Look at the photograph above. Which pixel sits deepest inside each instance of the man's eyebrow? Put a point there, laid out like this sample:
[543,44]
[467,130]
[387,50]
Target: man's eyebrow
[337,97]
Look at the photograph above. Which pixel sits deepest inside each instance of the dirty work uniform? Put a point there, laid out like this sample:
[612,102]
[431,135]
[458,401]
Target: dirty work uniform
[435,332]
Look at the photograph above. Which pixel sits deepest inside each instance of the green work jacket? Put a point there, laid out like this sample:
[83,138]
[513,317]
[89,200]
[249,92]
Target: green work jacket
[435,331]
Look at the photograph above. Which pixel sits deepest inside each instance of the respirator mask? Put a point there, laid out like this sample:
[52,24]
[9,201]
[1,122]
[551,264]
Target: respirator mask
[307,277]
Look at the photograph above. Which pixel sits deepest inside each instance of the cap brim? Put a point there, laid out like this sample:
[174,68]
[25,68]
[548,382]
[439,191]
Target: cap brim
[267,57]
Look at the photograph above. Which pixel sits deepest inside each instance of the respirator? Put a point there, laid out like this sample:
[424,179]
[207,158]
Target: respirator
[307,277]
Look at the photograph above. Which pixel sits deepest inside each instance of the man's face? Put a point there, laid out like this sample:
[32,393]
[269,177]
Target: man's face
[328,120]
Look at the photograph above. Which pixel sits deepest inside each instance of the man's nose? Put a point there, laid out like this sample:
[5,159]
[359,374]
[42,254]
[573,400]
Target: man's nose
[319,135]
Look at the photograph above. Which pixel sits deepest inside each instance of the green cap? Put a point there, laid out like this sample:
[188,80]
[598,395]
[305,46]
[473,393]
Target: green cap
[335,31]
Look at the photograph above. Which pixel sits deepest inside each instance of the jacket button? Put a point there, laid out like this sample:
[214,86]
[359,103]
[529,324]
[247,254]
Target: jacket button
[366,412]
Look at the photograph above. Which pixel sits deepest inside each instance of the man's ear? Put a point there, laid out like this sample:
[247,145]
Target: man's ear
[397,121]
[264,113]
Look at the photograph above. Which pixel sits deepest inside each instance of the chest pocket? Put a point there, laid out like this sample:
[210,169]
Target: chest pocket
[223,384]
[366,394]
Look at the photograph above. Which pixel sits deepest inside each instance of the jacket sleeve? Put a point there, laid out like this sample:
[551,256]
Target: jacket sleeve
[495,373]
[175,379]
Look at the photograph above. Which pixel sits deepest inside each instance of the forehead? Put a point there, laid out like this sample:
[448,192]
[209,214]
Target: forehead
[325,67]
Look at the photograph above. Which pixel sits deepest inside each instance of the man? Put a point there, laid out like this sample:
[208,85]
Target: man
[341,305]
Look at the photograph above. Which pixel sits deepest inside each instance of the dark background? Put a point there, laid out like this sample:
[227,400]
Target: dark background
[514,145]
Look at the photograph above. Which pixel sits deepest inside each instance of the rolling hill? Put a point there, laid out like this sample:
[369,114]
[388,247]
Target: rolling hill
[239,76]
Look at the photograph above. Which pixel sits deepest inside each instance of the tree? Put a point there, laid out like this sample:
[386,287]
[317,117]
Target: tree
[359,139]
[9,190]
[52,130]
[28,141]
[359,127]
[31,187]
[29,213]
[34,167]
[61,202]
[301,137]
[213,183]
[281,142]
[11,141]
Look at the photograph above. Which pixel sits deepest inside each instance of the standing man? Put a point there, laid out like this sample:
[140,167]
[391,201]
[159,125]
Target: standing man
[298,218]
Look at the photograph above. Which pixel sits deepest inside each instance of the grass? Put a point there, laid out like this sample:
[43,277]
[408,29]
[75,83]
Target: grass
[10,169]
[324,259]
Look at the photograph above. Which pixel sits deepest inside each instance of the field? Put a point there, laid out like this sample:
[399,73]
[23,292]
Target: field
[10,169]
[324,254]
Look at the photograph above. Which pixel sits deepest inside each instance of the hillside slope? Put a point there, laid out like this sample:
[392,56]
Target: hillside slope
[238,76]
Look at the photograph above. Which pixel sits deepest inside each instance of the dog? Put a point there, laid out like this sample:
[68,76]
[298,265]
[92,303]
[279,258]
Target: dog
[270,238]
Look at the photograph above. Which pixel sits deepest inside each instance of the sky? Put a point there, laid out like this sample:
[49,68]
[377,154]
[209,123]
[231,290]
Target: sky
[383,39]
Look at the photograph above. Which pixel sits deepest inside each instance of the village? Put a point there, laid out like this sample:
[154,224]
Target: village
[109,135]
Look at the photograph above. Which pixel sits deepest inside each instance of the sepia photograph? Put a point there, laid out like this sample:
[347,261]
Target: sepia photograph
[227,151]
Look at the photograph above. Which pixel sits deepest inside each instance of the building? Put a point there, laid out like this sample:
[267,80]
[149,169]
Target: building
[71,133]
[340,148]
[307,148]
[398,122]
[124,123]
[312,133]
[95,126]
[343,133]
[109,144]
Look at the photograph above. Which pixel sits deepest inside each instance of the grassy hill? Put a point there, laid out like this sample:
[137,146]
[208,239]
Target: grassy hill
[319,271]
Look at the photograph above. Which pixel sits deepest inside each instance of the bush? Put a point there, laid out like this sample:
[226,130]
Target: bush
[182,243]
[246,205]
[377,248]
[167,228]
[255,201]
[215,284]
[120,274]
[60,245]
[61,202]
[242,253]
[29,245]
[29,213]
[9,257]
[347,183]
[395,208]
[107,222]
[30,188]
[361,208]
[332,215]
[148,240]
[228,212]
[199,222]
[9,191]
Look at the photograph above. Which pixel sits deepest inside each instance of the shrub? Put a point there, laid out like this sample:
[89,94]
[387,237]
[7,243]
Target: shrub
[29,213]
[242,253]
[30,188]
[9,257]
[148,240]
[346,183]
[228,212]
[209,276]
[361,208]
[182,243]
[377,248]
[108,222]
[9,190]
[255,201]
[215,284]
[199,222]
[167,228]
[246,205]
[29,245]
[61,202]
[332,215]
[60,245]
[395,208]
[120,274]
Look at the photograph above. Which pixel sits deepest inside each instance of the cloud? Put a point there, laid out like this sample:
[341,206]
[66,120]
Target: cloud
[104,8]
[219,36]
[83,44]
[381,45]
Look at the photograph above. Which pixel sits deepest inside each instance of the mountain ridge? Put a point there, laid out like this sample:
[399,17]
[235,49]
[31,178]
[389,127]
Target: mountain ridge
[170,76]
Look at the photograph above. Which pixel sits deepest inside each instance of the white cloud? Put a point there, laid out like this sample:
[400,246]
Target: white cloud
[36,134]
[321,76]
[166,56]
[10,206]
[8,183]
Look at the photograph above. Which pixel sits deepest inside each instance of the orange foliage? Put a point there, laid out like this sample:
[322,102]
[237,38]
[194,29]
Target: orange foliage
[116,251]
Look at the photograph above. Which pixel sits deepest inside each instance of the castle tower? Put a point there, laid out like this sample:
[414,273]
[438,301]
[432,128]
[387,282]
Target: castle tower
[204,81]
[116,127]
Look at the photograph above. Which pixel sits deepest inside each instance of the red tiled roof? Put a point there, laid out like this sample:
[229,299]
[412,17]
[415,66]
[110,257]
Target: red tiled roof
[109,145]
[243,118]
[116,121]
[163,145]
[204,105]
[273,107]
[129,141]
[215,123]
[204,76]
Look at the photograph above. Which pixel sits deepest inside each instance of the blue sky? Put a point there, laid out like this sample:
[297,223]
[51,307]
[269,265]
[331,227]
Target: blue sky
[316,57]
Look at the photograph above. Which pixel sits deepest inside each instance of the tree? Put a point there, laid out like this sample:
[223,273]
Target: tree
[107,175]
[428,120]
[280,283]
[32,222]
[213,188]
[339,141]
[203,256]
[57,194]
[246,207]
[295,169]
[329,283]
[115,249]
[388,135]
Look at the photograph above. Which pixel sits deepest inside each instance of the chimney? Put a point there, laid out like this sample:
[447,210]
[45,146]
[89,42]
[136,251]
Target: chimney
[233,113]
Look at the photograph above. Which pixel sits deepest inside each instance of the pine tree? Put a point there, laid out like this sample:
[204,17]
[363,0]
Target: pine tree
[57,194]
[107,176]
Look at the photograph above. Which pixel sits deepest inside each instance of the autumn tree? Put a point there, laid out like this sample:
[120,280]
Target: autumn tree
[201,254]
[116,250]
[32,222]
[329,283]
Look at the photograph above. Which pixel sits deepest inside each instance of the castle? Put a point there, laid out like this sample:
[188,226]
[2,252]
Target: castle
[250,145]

= = = = = = =

— YOUR ASSIGNMENT —
This task calls for an exact reproduction of the lines that start at the one containing "of the pine" and continue to the end of the entries above.

— RESULT OF THIS EXERCISE —
Look at the photograph above. Which pixel sits deepest inside each instance of the pine tree? Put a point there, laid out like this sample:
[204,17]
[363,0]
Target: pine tree
[57,194]
[107,176]
Look at the photograph above. Which pixel sits deepest inside each instance of the autumn tree? Put a point there, laid out like this sample:
[120,280]
Target: autumn tree
[201,254]
[116,250]
[32,222]
[329,283]
Look at the photograph above. Which pixel sits deepest inside each instance of the castle? Put a point there, laid out like this sample:
[188,226]
[2,252]
Target: castle
[250,145]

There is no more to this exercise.